[Start]

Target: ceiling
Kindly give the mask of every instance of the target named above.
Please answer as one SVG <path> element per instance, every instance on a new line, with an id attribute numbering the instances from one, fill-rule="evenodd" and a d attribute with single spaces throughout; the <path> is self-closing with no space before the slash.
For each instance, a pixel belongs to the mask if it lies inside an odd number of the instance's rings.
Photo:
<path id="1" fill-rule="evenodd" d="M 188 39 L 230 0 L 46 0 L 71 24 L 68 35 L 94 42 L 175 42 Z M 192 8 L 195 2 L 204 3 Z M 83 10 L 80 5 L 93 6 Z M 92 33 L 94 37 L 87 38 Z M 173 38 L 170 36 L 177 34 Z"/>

[End]

Format every line of the entries above as a JSON list of strings, one string per line, with blank lines omitted.

[
  "Target: ceiling",
  "Kindly give the mask of every instance of the target named above.",
  "Please answer as one SVG <path> element per instance, every instance on a new line, with an id attribute numbering the instances from one, fill-rule=\"evenodd\" and a d attribute with single spaces throughout; the <path> is self-closing with no space before the slash.",
  "For each instance, a pixel belongs to the mask if it lies inside an odd number of the instance's rings.",
  "Photo:",
  "<path id=\"1\" fill-rule=\"evenodd\" d=\"M 188 39 L 230 0 L 46 0 L 71 24 L 68 35 L 94 42 L 175 42 Z M 192 8 L 195 2 L 204 3 Z M 83 10 L 80 5 L 93 6 Z M 92 33 L 94 37 L 87 38 Z M 173 38 L 170 36 L 177 34 Z\"/>"
]